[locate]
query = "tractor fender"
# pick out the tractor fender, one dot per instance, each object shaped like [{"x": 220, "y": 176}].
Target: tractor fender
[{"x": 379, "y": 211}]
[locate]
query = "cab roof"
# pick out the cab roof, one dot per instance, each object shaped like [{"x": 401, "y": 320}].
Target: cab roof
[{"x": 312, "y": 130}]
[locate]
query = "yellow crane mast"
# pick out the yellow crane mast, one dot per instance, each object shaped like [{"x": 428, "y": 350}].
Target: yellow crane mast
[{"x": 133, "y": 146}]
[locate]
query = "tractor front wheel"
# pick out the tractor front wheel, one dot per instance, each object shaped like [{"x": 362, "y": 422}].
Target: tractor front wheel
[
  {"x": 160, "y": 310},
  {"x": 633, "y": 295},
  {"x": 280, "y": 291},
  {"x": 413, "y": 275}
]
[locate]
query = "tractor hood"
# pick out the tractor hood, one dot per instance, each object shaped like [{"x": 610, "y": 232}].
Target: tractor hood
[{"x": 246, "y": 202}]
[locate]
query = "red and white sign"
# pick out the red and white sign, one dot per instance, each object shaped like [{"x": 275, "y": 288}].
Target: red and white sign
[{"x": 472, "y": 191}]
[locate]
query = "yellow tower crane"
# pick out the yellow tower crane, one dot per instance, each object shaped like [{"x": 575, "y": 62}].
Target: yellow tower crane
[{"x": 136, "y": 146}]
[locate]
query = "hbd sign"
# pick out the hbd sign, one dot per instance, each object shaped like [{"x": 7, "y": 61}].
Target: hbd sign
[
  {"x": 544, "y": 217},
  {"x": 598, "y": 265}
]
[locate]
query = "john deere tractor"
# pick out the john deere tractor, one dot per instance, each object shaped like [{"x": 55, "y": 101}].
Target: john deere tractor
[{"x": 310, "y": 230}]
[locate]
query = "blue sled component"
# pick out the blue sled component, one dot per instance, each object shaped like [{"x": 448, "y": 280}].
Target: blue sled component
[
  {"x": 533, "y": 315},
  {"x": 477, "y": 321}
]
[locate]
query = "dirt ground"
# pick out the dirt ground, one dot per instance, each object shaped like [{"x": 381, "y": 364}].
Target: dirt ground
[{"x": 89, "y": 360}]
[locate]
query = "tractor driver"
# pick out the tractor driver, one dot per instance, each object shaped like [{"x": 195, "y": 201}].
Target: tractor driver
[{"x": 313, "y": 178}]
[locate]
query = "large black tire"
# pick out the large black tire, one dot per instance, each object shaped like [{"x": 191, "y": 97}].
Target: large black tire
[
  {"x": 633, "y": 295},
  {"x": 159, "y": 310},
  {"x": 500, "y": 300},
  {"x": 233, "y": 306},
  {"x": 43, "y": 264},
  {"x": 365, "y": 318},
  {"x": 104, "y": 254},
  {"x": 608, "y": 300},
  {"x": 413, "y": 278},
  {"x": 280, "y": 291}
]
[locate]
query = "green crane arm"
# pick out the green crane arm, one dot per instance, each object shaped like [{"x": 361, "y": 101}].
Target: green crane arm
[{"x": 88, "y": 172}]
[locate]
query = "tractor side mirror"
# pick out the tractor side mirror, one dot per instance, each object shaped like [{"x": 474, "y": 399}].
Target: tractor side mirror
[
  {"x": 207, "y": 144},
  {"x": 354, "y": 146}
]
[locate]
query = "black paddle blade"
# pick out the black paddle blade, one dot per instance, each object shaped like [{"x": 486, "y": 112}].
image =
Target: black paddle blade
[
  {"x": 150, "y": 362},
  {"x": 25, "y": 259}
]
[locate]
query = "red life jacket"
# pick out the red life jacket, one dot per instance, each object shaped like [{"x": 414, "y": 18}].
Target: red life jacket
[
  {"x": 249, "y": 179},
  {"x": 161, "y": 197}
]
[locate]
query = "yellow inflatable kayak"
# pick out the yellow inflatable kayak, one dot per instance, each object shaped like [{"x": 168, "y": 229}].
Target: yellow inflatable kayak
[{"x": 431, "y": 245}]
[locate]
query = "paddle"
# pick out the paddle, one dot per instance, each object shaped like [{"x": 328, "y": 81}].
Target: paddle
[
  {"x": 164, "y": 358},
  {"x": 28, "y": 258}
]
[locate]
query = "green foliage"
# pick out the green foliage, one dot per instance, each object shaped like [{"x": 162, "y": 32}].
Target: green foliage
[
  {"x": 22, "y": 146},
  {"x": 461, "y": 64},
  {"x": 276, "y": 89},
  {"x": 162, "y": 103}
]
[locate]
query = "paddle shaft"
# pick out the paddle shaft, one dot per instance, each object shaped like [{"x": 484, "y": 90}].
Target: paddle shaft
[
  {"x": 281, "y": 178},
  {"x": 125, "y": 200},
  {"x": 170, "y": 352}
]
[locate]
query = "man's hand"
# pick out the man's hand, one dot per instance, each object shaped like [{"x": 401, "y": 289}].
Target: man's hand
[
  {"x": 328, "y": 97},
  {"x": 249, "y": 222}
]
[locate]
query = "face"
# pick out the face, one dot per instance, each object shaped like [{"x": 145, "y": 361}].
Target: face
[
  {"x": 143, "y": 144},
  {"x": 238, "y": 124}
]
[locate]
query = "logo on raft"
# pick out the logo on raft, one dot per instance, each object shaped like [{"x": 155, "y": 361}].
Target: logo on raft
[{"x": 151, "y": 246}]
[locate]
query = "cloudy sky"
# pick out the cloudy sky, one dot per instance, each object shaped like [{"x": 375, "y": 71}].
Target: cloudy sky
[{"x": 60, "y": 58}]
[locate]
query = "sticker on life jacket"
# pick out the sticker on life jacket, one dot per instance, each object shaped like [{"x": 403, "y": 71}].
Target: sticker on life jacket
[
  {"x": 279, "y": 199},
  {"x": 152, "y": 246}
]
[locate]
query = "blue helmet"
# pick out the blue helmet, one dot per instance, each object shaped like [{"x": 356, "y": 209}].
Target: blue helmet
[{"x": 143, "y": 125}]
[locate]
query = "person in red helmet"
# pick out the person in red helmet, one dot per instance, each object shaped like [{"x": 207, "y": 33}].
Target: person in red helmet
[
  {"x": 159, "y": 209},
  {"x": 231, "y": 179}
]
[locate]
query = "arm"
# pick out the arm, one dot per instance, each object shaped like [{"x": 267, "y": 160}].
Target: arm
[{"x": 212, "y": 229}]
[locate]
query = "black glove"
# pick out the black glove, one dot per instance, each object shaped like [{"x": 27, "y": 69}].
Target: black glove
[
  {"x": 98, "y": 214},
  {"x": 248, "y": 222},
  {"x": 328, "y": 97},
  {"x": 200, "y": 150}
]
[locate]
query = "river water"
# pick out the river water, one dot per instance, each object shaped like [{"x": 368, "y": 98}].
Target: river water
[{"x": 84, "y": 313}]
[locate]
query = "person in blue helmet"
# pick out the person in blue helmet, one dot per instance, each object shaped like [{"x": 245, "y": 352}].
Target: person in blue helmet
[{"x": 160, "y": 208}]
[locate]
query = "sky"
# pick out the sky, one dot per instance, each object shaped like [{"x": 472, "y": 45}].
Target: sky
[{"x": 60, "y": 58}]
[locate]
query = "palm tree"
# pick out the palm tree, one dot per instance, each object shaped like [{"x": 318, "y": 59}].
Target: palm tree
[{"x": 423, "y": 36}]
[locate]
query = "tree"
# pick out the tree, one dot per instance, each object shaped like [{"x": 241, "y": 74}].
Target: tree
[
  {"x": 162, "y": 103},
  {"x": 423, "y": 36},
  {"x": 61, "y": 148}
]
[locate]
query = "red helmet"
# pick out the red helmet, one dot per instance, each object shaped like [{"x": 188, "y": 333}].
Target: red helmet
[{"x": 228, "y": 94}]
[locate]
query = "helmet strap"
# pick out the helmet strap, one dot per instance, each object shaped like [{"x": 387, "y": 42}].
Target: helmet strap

....

→ **EXERCISE BRIEF**
Repeat the data in its entirety, character for character.

→ **RIGHT ANSWER**
[locate]
query = "tractor fender"
# pick out the tractor fender, one dot per instance, each object shaped like [{"x": 220, "y": 176}].
Target: tractor fender
[{"x": 379, "y": 211}]
[locate]
query = "cab roof"
# pick out the cab roof, one dot per instance, each object shaped like [{"x": 401, "y": 320}].
Target: cab roof
[{"x": 312, "y": 130}]
[locate]
query = "yellow crane mast"
# pick out the yellow crane mast, one dot per instance, each object shaped like [{"x": 428, "y": 350}].
Target: yellow crane mast
[{"x": 133, "y": 146}]
[locate]
query = "tractor front wheel"
# pick out the tractor front wheel, one dot per instance, each object shaped like [{"x": 362, "y": 422}].
Target: tractor front wheel
[
  {"x": 160, "y": 310},
  {"x": 633, "y": 295},
  {"x": 280, "y": 291},
  {"x": 413, "y": 275}
]
[locate]
query = "tractor hood"
# pick out the tractor hood, one dot per instance, each object shaped like [{"x": 610, "y": 232}].
Target: tractor hood
[{"x": 246, "y": 202}]
[locate]
query = "red and white sign"
# pick out the red and white sign, one dot per instance, each object shaped like [{"x": 275, "y": 288}].
Target: red and white sign
[{"x": 472, "y": 191}]
[locate]
query = "yellow tower crane"
# pick out the yellow tower crane, one dot per instance, each object shaped like [{"x": 575, "y": 62}].
Target: yellow tower crane
[{"x": 136, "y": 146}]
[locate]
query = "hbd sign"
# pick out the hbd sign, one dot per instance, each object shaped like [{"x": 7, "y": 61}].
Target: hbd sign
[
  {"x": 544, "y": 217},
  {"x": 598, "y": 265}
]
[locate]
query = "john deere tractor"
# pick out the john deere tractor, one dot per instance, each object shaped like [{"x": 55, "y": 101}].
Target: john deere tractor
[{"x": 310, "y": 230}]
[locate]
query = "blue sled component"
# pick out the blue sled component, one dot per instance, each object shaped like [{"x": 448, "y": 280}].
Target: blue sled component
[
  {"x": 533, "y": 315},
  {"x": 477, "y": 321}
]
[locate]
query = "dirt ground"
# pick out the dirt ground, one dot per instance, each object shaped like [{"x": 381, "y": 364}].
Target: dirt ground
[{"x": 89, "y": 360}]
[locate]
query = "tractor driver"
# pick out the tractor driver, one dot per instance, each object shaped like [{"x": 195, "y": 201}].
Target: tractor driver
[{"x": 313, "y": 178}]
[locate]
query = "large black tire"
# pick out the large black tire, one dot per instance, each object shaped like [{"x": 191, "y": 97}].
Target: large black tire
[
  {"x": 633, "y": 295},
  {"x": 159, "y": 310},
  {"x": 500, "y": 300},
  {"x": 233, "y": 306},
  {"x": 43, "y": 264},
  {"x": 365, "y": 318},
  {"x": 104, "y": 254},
  {"x": 608, "y": 300},
  {"x": 413, "y": 278},
  {"x": 280, "y": 291}
]
[locate]
query = "green crane arm"
# pick out the green crane arm, one dot per instance, each object shaped like [{"x": 361, "y": 101}].
Target: green crane arm
[{"x": 88, "y": 172}]
[locate]
query = "tractor side mirror"
# pick out the tractor side mirror, one dot per instance, each object shaped like [{"x": 474, "y": 399}].
Target: tractor side mirror
[
  {"x": 207, "y": 144},
  {"x": 354, "y": 146}
]
[locate]
query = "black paddle blade"
# pick out the black paddle blade, one dot per instance, each object shaped like [{"x": 486, "y": 112}].
image =
Target: black paddle blade
[
  {"x": 150, "y": 362},
  {"x": 25, "y": 259}
]
[locate]
query = "red life jacket"
# pick out the red life jacket, one dot per instance, each object shaped like [{"x": 414, "y": 18}].
Target: red life jacket
[
  {"x": 249, "y": 179},
  {"x": 161, "y": 197}
]
[locate]
query = "yellow inflatable kayak"
# pick out the yellow inflatable kayak, one dot per instance, each object shaped like [{"x": 168, "y": 229}].
Target: yellow inflatable kayak
[{"x": 431, "y": 245}]
[locate]
query = "paddle"
# pick out the paddle, one dot per instance, each object shaped like [{"x": 328, "y": 81}].
Target: paddle
[
  {"x": 164, "y": 358},
  {"x": 28, "y": 258}
]
[locate]
query = "green foliage"
# pick out the green foliage, one dot per instance, each object shaped like [{"x": 162, "y": 32}].
Target: green foliage
[
  {"x": 22, "y": 146},
  {"x": 461, "y": 64},
  {"x": 276, "y": 89},
  {"x": 162, "y": 103}
]
[locate]
query = "paddle shaft"
# pick out the paddle shaft, one dot per instance, each object shaped like [{"x": 484, "y": 90}].
Target: paddle shaft
[
  {"x": 281, "y": 178},
  {"x": 125, "y": 200},
  {"x": 170, "y": 352}
]
[locate]
query = "man's hand"
# pick out the man's hand, one dot per instance, each object shaped like [{"x": 401, "y": 289}].
Target: man's hand
[
  {"x": 328, "y": 97},
  {"x": 249, "y": 222}
]
[locate]
query = "face"
# pick out the face, one dot per instance, each object shaped like [{"x": 145, "y": 361}].
Target: face
[
  {"x": 143, "y": 144},
  {"x": 238, "y": 124}
]
[locate]
query = "logo on raft"
# pick out the logo on raft, one dot per instance, each object shaped like [{"x": 155, "y": 361}].
Target: logo on raft
[{"x": 151, "y": 246}]
[locate]
query = "cloudy sky"
# pick out the cloudy sky, one dot per instance, each object shaped like [{"x": 375, "y": 71}].
Target: cloudy sky
[{"x": 60, "y": 58}]
[locate]
query = "sticker on life jacket"
# pick out the sticker on life jacket, one dot per instance, each object shaped like [{"x": 403, "y": 71}].
Target: sticker on life jacket
[
  {"x": 279, "y": 199},
  {"x": 152, "y": 246}
]
[locate]
query = "blue helmet"
# pick out the blue helmet, one dot per instance, each object shaped like [{"x": 356, "y": 209}].
Target: blue helmet
[{"x": 143, "y": 125}]
[locate]
query = "person in red helmet"
# pick out the person in red helmet, one dot per instance, each object shaped like [{"x": 207, "y": 33}].
Target: person in red helmet
[
  {"x": 159, "y": 209},
  {"x": 231, "y": 179}
]
[locate]
query = "arm"
# pick out the arm, one dot per instance, each object shaped like [{"x": 267, "y": 160}].
Target: arm
[{"x": 212, "y": 229}]
[locate]
query = "black glove"
# pick out the black glove, one dot per instance, each object shaped like [{"x": 27, "y": 69}].
Target: black glove
[
  {"x": 98, "y": 214},
  {"x": 248, "y": 222},
  {"x": 328, "y": 97},
  {"x": 200, "y": 150}
]
[locate]
query = "river water"
# pick out the river water, one dot per instance, each object shaped like [{"x": 368, "y": 98}].
Target: river water
[{"x": 84, "y": 313}]
[locate]
query = "person in blue helmet"
# pick out the person in blue helmet, one dot per instance, each object shaped like [{"x": 245, "y": 352}].
Target: person in blue helmet
[{"x": 160, "y": 208}]
[locate]
query = "sky"
# pick out the sky, one dot per instance, each object shaped like [{"x": 472, "y": 45}].
Target: sky
[{"x": 60, "y": 58}]
[locate]
query = "palm tree"
# pick out the palm tree, one dot per instance, each object shaped like [{"x": 318, "y": 59}].
Target: palm tree
[{"x": 423, "y": 36}]
[locate]
query = "tree"
# pick out the tree, one dot per instance, each object shaped like [{"x": 241, "y": 74}].
Target: tree
[
  {"x": 162, "y": 103},
  {"x": 423, "y": 36},
  {"x": 61, "y": 148}
]
[locate]
query = "red helmet"
# pick out the red helmet, one dot per instance, each object shaped like [{"x": 188, "y": 333}].
Target: red helmet
[{"x": 228, "y": 94}]
[locate]
query = "helmet strap"
# pick out the helmet strap, one dot per instance, each object shaped like [{"x": 387, "y": 42}].
Target: helmet strap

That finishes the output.